Document excerpt:

# Temperatures and Light Sealing



## getnasty (Mar 6, 2012)

400W Metal Halide

I'm going to be switching to 500W of HPS (400+100)

Opened my closet this morning to see my temperatures at 90 degrees, with the door shut. With the door shut, it's supposed to be around 80 degrees, which is still high, but tolerable. Last night, I put a mylar "door" behind the door, to try to help light-seal the room. Is this what's causing my temperature to get so high? If so, I'll remove it asap and lightseal the closet somehow else. When the lights are off, I'm seeing light spill from between the cracks in the door, which isn't a huge deal as far as security's concerned because the landlord doesnt roll around here at night. But I don't want to stress the girls with the light leak, either. And I need those temperatures in check!

I got my other 200CFM fan working. I really didn't think I would need another one, but should I run the two 200CFM fans together in a series to cool the room down some more? I can, if need be. I just need to get more ducting and rearrange the way the room is set up.


-nasty


----------



## PuffinNugs (Mar 6, 2012)

imo 200cfm is not enough. even when using my 4oo watt, which is rare now, my fan speed controller is set to over half way on a 435cfm fan.

how are you venting your fans? you put a hole through the wall or what? do you have passive intakes or ere you pulling the air through the cracks of the door.

just trying to picture your setup and cant.


----------



## getnasty (Mar 6, 2012)

There are pics in my journal that you replied in. Lol! 

It sounds like you recommend running both of those fans in a series for added air flow. I figured as much. It should cool me down to the high 70s. I will need to get more ducting and clamps, but I can put the carbon filter on the floor behind the plants. Atleast until they get bigger, in which case I'll have to install a shelf for the filter to sit upon.

Here you go, your HIGH-ness. 


-nasty


----------



## The Hemp Goddess (Mar 6, 2012)

What kind of fans are you using?  A 200 cfm sounds like a duct booster fan.  If this is what you are using, they just do not have enough ooommph to do the job.


----------



## Jericho (Mar 6, 2012)

I Would tighten up that ducting as that will cause less air to be pulled and maybe move that filter closer to the lamp. That way it will pull heat straight from the lamp before it spreads through the room.

Objectives:
A – Output the passage of the closet temperature thread between "Opened my closet" and "temperatures in check!", inclusive.
B – In the thread on closet temperatures and light sealing, what did getnasty put behind the closet door the night before finding the temperature at 90 degrees?
C – Write the next part of the forum thread on closet temperatures and light sealing, starting after Jericho's post.
The records after this thread are separate material and are not part of it.

Supplied information:

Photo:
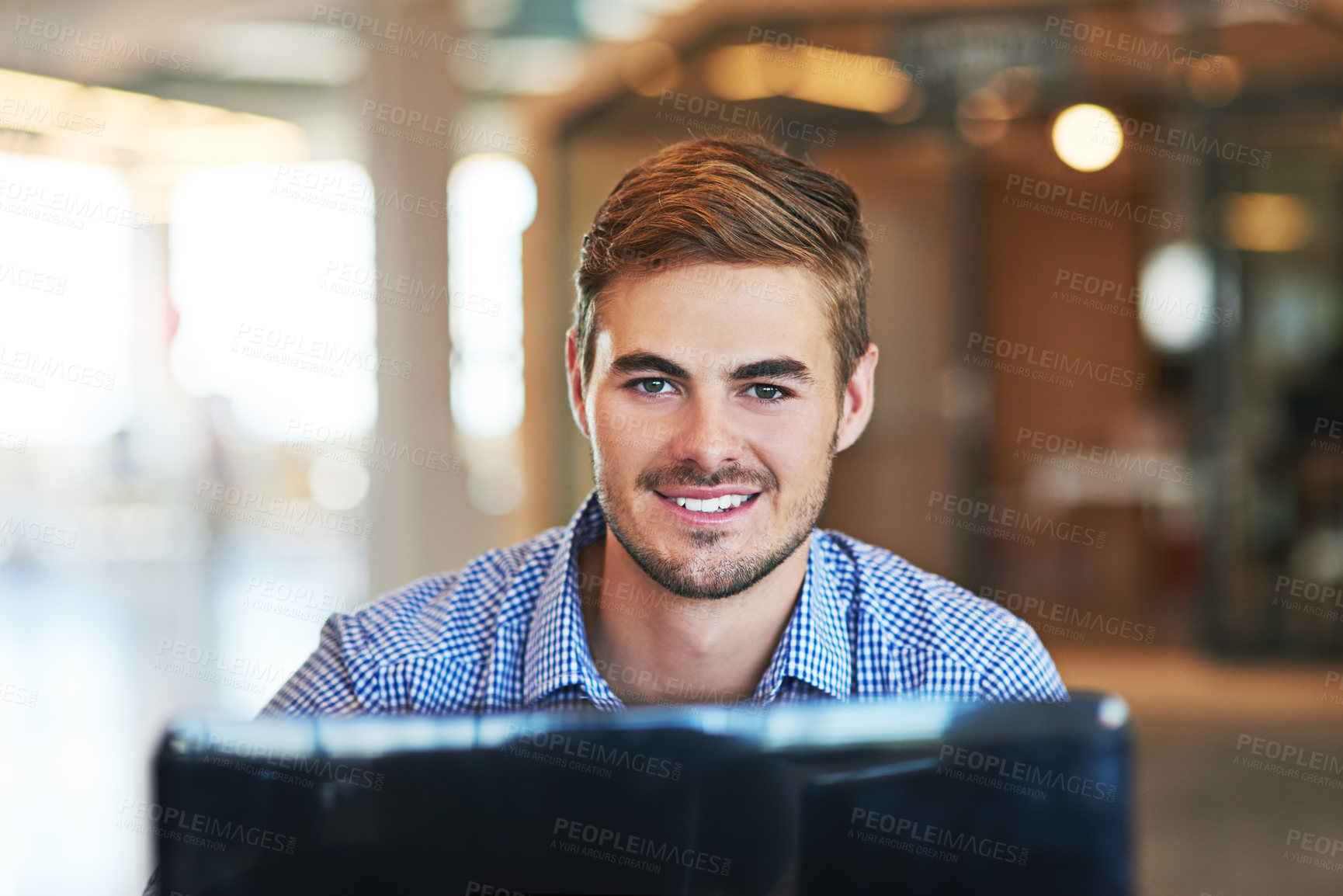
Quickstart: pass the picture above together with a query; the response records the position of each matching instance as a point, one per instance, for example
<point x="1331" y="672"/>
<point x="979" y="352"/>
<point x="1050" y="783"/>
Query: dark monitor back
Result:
<point x="824" y="798"/>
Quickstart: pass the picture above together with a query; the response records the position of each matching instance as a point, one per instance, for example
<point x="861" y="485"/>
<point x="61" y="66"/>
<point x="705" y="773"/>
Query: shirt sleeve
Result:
<point x="1022" y="671"/>
<point x="323" y="686"/>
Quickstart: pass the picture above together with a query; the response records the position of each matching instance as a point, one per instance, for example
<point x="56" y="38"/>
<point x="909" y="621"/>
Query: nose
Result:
<point x="706" y="434"/>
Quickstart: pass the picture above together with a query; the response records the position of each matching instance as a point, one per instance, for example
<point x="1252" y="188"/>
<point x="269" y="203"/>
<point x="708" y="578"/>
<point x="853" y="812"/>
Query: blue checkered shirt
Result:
<point x="507" y="634"/>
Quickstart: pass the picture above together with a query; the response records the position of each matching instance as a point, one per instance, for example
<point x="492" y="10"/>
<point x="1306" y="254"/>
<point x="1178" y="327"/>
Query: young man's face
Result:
<point x="715" y="384"/>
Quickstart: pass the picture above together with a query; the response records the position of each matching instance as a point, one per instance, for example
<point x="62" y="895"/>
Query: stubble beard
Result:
<point x="701" y="571"/>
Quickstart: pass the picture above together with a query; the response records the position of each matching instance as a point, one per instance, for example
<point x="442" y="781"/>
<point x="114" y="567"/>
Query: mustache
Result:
<point x="682" y="474"/>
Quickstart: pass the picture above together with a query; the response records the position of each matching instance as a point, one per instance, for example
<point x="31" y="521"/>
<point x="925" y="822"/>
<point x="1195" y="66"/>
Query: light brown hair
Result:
<point x="730" y="202"/>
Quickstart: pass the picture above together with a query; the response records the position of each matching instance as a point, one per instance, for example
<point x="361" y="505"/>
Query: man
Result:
<point x="717" y="362"/>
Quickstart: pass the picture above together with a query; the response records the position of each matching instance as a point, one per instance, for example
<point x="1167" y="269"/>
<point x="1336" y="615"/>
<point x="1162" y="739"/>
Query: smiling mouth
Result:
<point x="719" y="504"/>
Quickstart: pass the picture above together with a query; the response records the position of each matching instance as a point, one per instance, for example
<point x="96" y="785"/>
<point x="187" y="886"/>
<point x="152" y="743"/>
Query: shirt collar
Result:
<point x="557" y="647"/>
<point x="814" y="648"/>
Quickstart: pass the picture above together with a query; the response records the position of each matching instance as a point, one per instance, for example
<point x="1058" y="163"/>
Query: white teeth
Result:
<point x="712" y="505"/>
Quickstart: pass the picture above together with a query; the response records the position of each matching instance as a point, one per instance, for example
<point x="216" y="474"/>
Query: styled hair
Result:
<point x="730" y="202"/>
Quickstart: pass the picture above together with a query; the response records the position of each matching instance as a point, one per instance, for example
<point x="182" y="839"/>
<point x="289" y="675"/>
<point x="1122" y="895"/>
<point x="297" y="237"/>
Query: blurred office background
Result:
<point x="283" y="290"/>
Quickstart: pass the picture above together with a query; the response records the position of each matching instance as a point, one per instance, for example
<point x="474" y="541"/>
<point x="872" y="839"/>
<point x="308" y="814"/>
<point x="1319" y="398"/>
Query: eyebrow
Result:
<point x="783" y="368"/>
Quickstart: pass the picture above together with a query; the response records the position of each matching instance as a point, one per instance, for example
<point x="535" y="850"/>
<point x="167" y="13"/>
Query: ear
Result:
<point x="574" y="368"/>
<point x="857" y="399"/>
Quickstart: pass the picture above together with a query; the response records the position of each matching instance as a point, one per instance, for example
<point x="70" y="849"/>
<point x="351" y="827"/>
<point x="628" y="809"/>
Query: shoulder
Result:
<point x="928" y="622"/>
<point x="450" y="616"/>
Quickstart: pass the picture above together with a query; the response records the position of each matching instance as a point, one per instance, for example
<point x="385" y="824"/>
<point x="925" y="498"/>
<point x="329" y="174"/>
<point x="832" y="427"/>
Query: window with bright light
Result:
<point x="66" y="329"/>
<point x="273" y="274"/>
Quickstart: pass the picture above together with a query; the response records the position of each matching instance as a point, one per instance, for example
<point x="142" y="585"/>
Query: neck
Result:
<point x="658" y="648"/>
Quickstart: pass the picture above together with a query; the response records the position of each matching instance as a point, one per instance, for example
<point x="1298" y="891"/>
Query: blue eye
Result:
<point x="769" y="394"/>
<point x="653" y="386"/>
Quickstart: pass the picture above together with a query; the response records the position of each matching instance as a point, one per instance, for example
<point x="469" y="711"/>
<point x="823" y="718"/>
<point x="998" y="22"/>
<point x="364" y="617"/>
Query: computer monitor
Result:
<point x="820" y="798"/>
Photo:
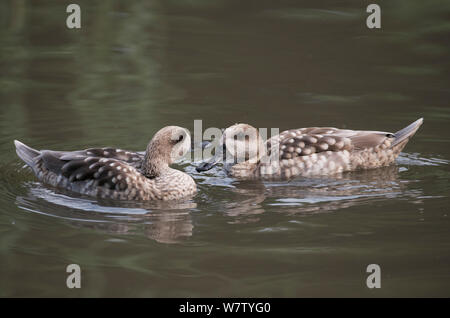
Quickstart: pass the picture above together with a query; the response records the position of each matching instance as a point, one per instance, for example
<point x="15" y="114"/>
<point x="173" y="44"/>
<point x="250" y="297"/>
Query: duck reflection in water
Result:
<point x="314" y="195"/>
<point x="163" y="222"/>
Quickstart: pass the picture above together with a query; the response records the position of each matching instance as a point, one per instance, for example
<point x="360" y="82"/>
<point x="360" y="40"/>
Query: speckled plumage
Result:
<point x="115" y="173"/>
<point x="310" y="151"/>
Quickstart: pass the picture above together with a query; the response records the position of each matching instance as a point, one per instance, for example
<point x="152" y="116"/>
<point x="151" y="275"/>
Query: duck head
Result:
<point x="167" y="146"/>
<point x="239" y="143"/>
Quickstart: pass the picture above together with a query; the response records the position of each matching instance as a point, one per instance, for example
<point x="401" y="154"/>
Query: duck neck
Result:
<point x="155" y="163"/>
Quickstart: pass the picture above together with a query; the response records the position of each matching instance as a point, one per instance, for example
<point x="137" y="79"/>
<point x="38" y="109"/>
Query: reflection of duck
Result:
<point x="162" y="221"/>
<point x="118" y="174"/>
<point x="306" y="151"/>
<point x="314" y="195"/>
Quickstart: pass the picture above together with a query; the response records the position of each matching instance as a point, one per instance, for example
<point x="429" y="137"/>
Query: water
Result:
<point x="134" y="68"/>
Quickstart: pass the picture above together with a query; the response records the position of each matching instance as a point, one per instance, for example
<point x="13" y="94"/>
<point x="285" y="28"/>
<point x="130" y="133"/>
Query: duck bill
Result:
<point x="211" y="162"/>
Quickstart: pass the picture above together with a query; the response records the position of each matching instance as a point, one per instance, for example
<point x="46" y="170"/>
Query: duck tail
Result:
<point x="403" y="135"/>
<point x="26" y="153"/>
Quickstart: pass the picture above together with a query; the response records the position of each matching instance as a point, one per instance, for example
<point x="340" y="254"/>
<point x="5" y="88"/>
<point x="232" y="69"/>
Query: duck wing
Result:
<point x="134" y="159"/>
<point x="306" y="141"/>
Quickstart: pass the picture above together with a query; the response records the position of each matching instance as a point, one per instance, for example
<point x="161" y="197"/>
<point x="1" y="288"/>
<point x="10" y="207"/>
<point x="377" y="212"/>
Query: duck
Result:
<point x="117" y="174"/>
<point x="305" y="151"/>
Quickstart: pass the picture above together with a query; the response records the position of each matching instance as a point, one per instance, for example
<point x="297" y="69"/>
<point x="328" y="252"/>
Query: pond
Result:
<point x="135" y="67"/>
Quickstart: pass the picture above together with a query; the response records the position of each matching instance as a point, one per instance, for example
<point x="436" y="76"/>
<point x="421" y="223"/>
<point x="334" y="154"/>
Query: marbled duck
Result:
<point x="115" y="173"/>
<point x="306" y="151"/>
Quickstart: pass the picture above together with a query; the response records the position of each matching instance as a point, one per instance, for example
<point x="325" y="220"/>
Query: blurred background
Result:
<point x="136" y="66"/>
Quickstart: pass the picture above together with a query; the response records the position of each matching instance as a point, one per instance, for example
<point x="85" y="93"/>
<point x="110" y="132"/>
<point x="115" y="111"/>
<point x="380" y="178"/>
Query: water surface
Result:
<point x="135" y="67"/>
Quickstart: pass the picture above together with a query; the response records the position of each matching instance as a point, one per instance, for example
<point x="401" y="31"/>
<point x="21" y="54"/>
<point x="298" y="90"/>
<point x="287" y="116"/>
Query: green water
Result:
<point x="135" y="67"/>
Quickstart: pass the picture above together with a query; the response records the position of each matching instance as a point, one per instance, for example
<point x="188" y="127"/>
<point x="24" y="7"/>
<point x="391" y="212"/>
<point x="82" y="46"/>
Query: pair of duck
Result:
<point x="126" y="175"/>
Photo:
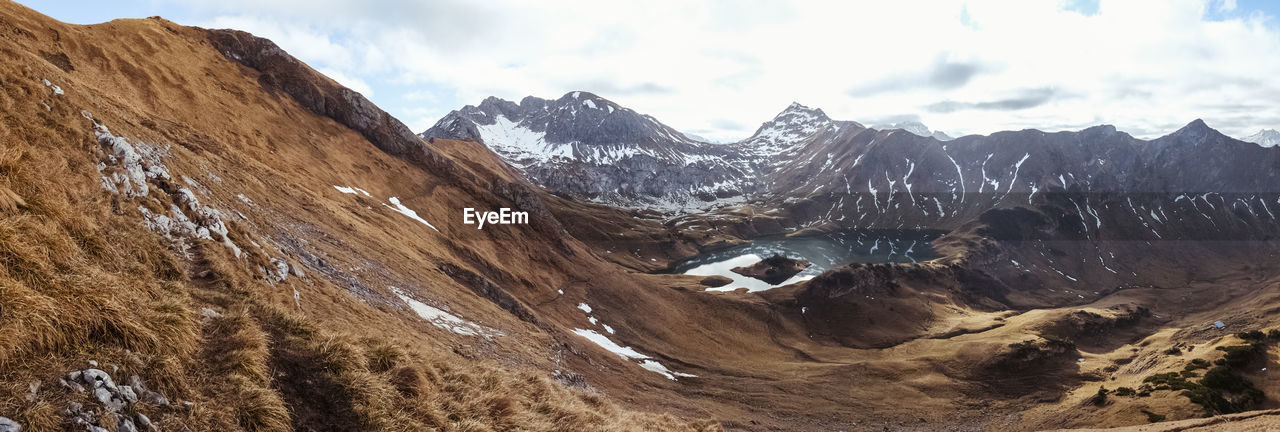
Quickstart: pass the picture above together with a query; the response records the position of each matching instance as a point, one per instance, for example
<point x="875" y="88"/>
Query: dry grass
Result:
<point x="82" y="280"/>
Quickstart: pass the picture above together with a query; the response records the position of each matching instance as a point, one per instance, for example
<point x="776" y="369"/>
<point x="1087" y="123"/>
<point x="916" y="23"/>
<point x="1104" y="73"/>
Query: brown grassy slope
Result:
<point x="83" y="280"/>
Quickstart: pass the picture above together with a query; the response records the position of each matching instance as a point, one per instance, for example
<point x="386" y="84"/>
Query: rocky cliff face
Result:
<point x="584" y="146"/>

Answers given:
A –
Opened my closet this morning to see my temperatures at 90 degrees, with the door shut. With the door shut, it's supposed to be around 80 degrees, which is still high, but tolerable. Last night, I put a mylar "door" behind the door, to try to help light-seal the room. Is this what's causing my temperature to get so high? If so, I'll remove it asap and lightseal the closet somehow else. When the lights are off, I'm seeing light spill from between the cracks in the door, which isn't a huge deal as far as security's concerned because the landlord doesnt roll around here at night. But I don't want to stress the girls with the light leak, either. And I need those temperatures in check!

B – A mylar "door," to help light-seal the room.

C –
----------



## getnasty (Mar 6, 2012)

Just checked the label, THG. They are the GrowBright 4" High Velocity 170CFM [] Inline Fan's.


-nasty


----------



## getnasty (Mar 6, 2012)

Jericho said:
			
		

> I Would tighten up that ducting as that will cause less air to be pulled and maybe move that filter closer to the lamp. That way it will pull heat straight from the lamp before it spreads through the room.


By tightening up, do you mean shortening the ducting between the fan and the exhaust hole?


-nasty


----------



## Jericho (Mar 6, 2012)

Yeh. You should only have as much ducting as you need. Otherwise it just puts more stress on the fan to pull air. Can you maybe move the exit hole higher up? Why is it down so low?


----------



## PuffinNugs (Mar 6, 2012)

yes imo you have way too much ducting going on, plus the CFM is just not enough. (i have same fan from HTGsuppy, never use it, loud. got the 6" instead, much more cfm and quieter)

in that space i would look into a different hood, an air-cooled hood. that way you can hook the ducting right to it and vent the bulb before it goes into the room, while exhausting the room itself at the same time.

does that hood your using have the upgrade option? im guessing its a hydrofarm radiant.


----------



## The Hemp Goddess (Mar 6, 2012)

First of all, I would not be using the filter at all until you need it.  And when you do, you are going to need a bigger/better fan (check the min CFM for your filter--bet it is 220 or more).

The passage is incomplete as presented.